**Esercizio 1:**
Trascrivi dal testo sulle sale cinematografiche il passo che inizia con "Non sappiamo cosa" e termina con "e nello spazio.".
**Esercizio 2:**
Quale mese viene indicato come quello di maggior incasso nel testo sulle sale cinematografiche?
**Esercizio 3:**
Prosegui il testo sulle sale cinematografiche partendo dal punto in cui si interrompe.
───── Testo di riferimento
Una scena del film 'Cosa sarà’ di Francesco Bruni

Gennaio è dietro l’angolo: dicembre, il mese di maggior incasso, è perso per sempre. Ci licenzieranno tutti o quasi, rimarranno in piedi solo i cinema parrocchiali che si reggono sul volontariato. Le grandi catene, spesso in mano ad anonimi fondi di investimento, chiuderanno sale su sale. Sarà un’ecatombe e quando tutto finirà, troveremo sullo schermo storie che racconteranno la nostra vicenda, dolorosa. 

Tutto ci sembrerà minuscolo

Non sappiamo cosa sarà ma sappiamo cosa è un cinema. È un grande posto e un posto grande al tempo stesso, dove i film brutti diventano indimenticabilmente brutti e i film bellissimi diventano esperienze che ti porti nel cuore per giorni, mesi, persino anni. Tutti i nostri ricordi cinematografici sono legati indiscutibilmente alla sala, non certo a una tv, e il motivo non è solo la grandezza dello schermo, il sonoro, eccetera. Anche. Ma è soprattutto il fatto che al cinema non sei mai solo: vedere un film in sala è un rito collettivo, non dissimile dalla fruizione di uno spettacolo a teatro. Si ride e si piange insieme. Ci si ferma a commentare. Si litiga furiosamente. Tutto è amplificato: nelle dimensioni, nel tempo e nello spazio. 

In qualche modo misterioso, al cinema le immagini, che pur fuggono velocissime, rimangono, a differenza di quelle televisive che puoi sempre fermare o riavvolgere ma non ti restano mai appiccicate nella testa. E poi a casa, davanti alla tv, non ci si sta mai davvero. Ti alzi, vai in bagno, i figli ti rompono l’anima, suona il telefono, tutto è così terribilmente disturbato, tutto così piccolo che anche quando vedi un film grande e immortale come Le ali della libertà e Braveheart le immagini ti rimangono meno dentro, lavorano meno. Si perde l’essenza, il sapore. 

I miei amici con un sacco di figli si lamentano perché al cinema pagano mezzo mutuo tra biglietto d’ingresso e popcorn, ma provate ad andare in un parco di divertimenti e poi ne riparliamo. O anche a teatro, nostro compagno di sventure in questi tempi cupi. Com’è possibile vivere senza cinema? Tutto ci sembrerà ridotto, minuscolo. Faticheremo a dire: “Ho amato questo film”, oppure: “L’ho odiato mentre tutti gli altri in sala lo osannavano” (tipo I segreti di Brokeback Mountain visto alla Mostra di Venezia: ecco un esempio di film brutto ma indimenticabile per tanti motivi legati alla sala).
──────────
───── Dati forniti
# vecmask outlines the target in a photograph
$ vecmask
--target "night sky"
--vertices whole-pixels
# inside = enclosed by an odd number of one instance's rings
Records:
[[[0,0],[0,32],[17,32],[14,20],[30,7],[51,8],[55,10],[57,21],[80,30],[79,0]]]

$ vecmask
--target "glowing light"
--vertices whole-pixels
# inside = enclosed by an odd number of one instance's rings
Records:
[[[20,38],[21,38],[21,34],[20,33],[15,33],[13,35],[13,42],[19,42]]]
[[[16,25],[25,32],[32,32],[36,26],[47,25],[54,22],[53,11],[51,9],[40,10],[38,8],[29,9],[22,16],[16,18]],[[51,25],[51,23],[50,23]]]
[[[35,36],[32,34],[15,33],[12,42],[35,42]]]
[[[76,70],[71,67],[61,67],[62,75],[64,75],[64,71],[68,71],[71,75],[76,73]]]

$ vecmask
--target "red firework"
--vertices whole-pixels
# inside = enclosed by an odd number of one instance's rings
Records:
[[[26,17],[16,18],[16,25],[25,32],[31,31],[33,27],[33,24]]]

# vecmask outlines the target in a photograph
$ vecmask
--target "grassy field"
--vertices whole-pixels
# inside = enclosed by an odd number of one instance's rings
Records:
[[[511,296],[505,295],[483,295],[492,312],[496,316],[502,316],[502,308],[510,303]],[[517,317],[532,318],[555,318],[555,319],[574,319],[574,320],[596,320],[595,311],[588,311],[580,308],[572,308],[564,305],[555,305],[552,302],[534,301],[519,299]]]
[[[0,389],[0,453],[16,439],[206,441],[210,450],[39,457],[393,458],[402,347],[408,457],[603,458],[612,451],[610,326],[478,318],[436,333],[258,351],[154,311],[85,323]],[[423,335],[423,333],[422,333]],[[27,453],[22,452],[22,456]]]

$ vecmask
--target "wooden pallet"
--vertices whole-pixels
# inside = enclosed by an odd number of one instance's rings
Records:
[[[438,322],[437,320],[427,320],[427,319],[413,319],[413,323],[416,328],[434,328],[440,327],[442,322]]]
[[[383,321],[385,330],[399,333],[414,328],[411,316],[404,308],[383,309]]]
──────────
**Riquadro risposta 1:**
Non sappiamo cosa sarà ma sappiamo cosa è un cinema. È un grande posto e un posto grande al tempo stesso, dove i film brutti diventano indimenticabilmente brutti e i film bellissimi diventano esperienze che ti porti nel cuore per giorni, mesi, persino anni. Tutti i nostri ricordi cinematografici sono legati indiscutibilmente alla sala, non certo a una tv, e il motivo non è solo la grandezza dello schermo, il sonoro, eccetera. Anche. Ma è soprattutto il fatto che al cinema non sei mai solo: vedere un film in sala è un rito collettivo, non dissimile dalla fruizione di uno spettacolo a teatro. Si ride e si piange insieme. Ci si ferma a commentare. Si litiga furiosamente. Tutto è amplificato: nelle dimensioni, nel tempo e nello spazio.

**Riquadro risposta 2:**
Dicembre.

**Riquadro risposta 3:**
Rinunciare al cinema per me è inaccettabile e triste: è un di meno per i miei desideri, un aiuto in meno ad amare la mia famiglia, gli amici, gli alunni, i colleghi. La mia intelligenza che è sempre stata sollecitata, vorrei direi quasi educata, dall’impatto con i film belli, brutti e anche quelli medi. Per me era normale uscire da una sala e dirmi: “Che filmaccio, devo dirlo ai miei amici”. Oppure: “Che meraviglia, tutti devono conoscerlo!”. Come l’ultimo visto al cinema, il bellissimo Cosa sarà di Francesco Bruni, profetico sin dal titolo. Doveva uscire a marzo e poi, travolto dal lockdown, è slittato a ottobre, quando è stato travolto nuovamente. 

Non può essere solo sfortuna

È la storia, in parte autobiografica, di un regista che si trova la vita cambiata quando scopre di avere un tumore del sangue. È un film pieno di sguardi, oltre la mascherina, pieno di affezione alla vita, ricco di gente che dà una mano quando tutto pare crollare e la vita sembra non avere più un senso. Un film tutto votato alla speranza, con tante porte che si aprono e che, per uno scherzo tragico del destino, esce per un giorno poco prima che tutte le porte si chiudano.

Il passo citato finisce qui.